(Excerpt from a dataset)
* Start *

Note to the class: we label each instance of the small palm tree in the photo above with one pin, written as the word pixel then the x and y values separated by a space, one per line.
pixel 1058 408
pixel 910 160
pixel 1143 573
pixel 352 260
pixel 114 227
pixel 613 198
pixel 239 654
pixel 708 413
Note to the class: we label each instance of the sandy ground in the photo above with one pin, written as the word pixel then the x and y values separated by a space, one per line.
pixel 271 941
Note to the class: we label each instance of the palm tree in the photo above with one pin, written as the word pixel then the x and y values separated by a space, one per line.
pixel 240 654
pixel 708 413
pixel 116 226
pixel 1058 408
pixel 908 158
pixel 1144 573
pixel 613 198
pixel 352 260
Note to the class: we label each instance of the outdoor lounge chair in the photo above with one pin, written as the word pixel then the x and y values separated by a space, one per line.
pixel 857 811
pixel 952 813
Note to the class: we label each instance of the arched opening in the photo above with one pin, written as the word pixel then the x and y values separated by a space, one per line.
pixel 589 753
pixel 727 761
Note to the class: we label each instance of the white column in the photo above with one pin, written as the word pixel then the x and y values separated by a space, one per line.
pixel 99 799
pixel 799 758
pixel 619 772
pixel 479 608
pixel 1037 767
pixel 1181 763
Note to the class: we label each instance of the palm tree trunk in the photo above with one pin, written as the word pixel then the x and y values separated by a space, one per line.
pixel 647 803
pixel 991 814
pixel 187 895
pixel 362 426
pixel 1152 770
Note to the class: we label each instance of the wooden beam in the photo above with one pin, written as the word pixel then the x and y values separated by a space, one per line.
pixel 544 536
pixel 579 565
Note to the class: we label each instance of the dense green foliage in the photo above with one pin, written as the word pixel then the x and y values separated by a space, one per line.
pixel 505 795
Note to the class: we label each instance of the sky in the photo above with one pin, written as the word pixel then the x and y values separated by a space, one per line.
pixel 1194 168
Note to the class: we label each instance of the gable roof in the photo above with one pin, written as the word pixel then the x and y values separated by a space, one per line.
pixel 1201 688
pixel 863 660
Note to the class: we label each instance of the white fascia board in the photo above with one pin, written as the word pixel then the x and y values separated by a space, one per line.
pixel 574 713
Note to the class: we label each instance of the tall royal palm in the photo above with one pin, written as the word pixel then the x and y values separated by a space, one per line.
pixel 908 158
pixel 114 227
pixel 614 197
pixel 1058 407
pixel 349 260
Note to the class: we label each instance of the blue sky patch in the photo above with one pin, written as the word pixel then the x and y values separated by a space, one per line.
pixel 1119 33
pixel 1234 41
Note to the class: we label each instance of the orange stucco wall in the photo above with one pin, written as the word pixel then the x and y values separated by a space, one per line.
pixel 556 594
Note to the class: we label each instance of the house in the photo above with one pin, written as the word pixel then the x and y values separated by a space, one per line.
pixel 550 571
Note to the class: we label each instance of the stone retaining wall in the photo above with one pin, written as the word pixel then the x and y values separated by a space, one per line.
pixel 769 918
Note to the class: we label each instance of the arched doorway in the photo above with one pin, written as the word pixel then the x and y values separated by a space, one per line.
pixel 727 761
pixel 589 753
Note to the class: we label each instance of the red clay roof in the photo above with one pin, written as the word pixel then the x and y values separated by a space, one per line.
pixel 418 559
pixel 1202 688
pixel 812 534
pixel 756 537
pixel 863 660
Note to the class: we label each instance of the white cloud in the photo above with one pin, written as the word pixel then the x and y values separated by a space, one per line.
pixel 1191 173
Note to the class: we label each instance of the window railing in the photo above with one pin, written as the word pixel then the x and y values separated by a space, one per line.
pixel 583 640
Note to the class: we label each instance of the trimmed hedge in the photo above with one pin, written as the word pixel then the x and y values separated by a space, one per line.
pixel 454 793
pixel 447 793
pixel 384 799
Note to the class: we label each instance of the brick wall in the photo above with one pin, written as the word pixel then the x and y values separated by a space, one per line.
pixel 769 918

* End *

→ **DIRECTION**: Repeat each record exactly. Omit nothing.

→ **EXPECTED ANSWER**:
Note to the class: we label each instance of the small palm tree in the photo above with one pin, written as the word pixel then the x and y values separated by a space, one per line.
pixel 1058 408
pixel 910 160
pixel 1143 573
pixel 352 260
pixel 114 227
pixel 613 198
pixel 239 654
pixel 708 413
Note to the class: we label each instance of the sandy ground in the photo above with one pin, written as the word pixel then the x and y values separated by a space, one per line.
pixel 271 941
Note to the class: we label each instance of the palm tree in the photo above with one pin, written as the word pixel then the x and y values separated by a space, one per line.
pixel 240 654
pixel 708 413
pixel 116 226
pixel 1058 408
pixel 908 158
pixel 1144 573
pixel 613 198
pixel 352 260
Note to the class: we label each instance of the outdoor lounge chair in the photo above with one pin, written as the word pixel then the x and y values separated by a space, one per line.
pixel 857 811
pixel 952 813
Note to the class: we label each instance of the arched opening in the photo above with one pin, written as the word pixel then the x and y values separated by a space, one per line.
pixel 589 753
pixel 727 761
Note to the class: we label each instance of the white column in the photo above with one pin, written as the word pixel then the x and y values separated by a space, one per line.
pixel 99 799
pixel 799 758
pixel 619 772
pixel 479 608
pixel 1037 767
pixel 1181 763
Note to the class: we label each instance of the palm tree trunk in the photo above with one pin, written as the word pixel then the x and y values separated by a space, one per line.
pixel 647 803
pixel 991 814
pixel 187 895
pixel 362 426
pixel 1152 770
Note to the class: we label each instance of the wooden beam in the photo above with one pin, written as the word pixel then the x and y values separated by a space, one per line.
pixel 544 536
pixel 579 565
Note to the class: we label each instance of the dense green foliage in the photo above with one pin, written as the word pixel then the x and y values separated by a space, one per line.
pixel 505 795
Note to the class: we label each instance of the sky in the photo above with one pin, written as the word pixel then the x and y values separated by a space, one per line.
pixel 1194 168
Note to the class: we label each instance of the gable roof in the photo above with one pin, written as the word pixel then the x and y values separated by a space, one per line.
pixel 1201 688
pixel 863 660
Note to the class: we label each instance of the white fascia board in the photo above with one pin, written as the word pixel then the x and y values separated by a space, one per line.
pixel 574 713
Note to the class: we label each instance of the tall royal palm in the photo above with one pin, written as the word pixel then the x and y values separated by a space, one per line.
pixel 908 158
pixel 114 227
pixel 614 197
pixel 1058 407
pixel 349 260
Note to the class: we label each instance of the blue sky patch in the photo above with one pin, written as the word pixel then the x and y values separated by a space, one per line.
pixel 1119 33
pixel 1234 41
Note to the class: we label each instance of the orange stucco wall in the photo above with one pin, written as the word pixel then the x and y values separated by a space, one per line.
pixel 556 594
Note to the class: we label each instance of the house in the photo above with one pin, written as the word pixel then the x and y values separated by a space, one per line.
pixel 550 571
Note to the class: we label each instance of the stone retaining wall in the photo above with one pin, written as the word pixel then the x and y values separated by a space, one per line.
pixel 769 918
Note to the class: we label each instance of the arched doorway in the photo above with one pin, written as the word pixel then the x and y values separated by a space, one per line.
pixel 727 761
pixel 589 753
Note to the class: we label each instance of the red clay roof in the photo above with one pin, written as the word pixel then the x and y values separated by a space, one per line.
pixel 418 559
pixel 1202 688
pixel 812 534
pixel 756 537
pixel 863 660
Note to the class: we label each instance of the white cloud in the photo above with one pin, written as the word pixel then the x and y values separated by a space, one per line.
pixel 1191 173
Note to the class: we label each instance of the window railing in the photo above with one pin, written as the word pixel then the x and y values separated by a space, one per line.
pixel 583 640
Note to the class: we label each instance of the trimmed hedge in the photo above with one pin, written as the word pixel then the x and y values separated by a space, one per line.
pixel 454 793
pixel 447 793
pixel 384 799
Note to the class: we label each instance of the brick wall in the photo above with one pin, written as the word pixel then the x and y values separated by a space, one per line.
pixel 769 918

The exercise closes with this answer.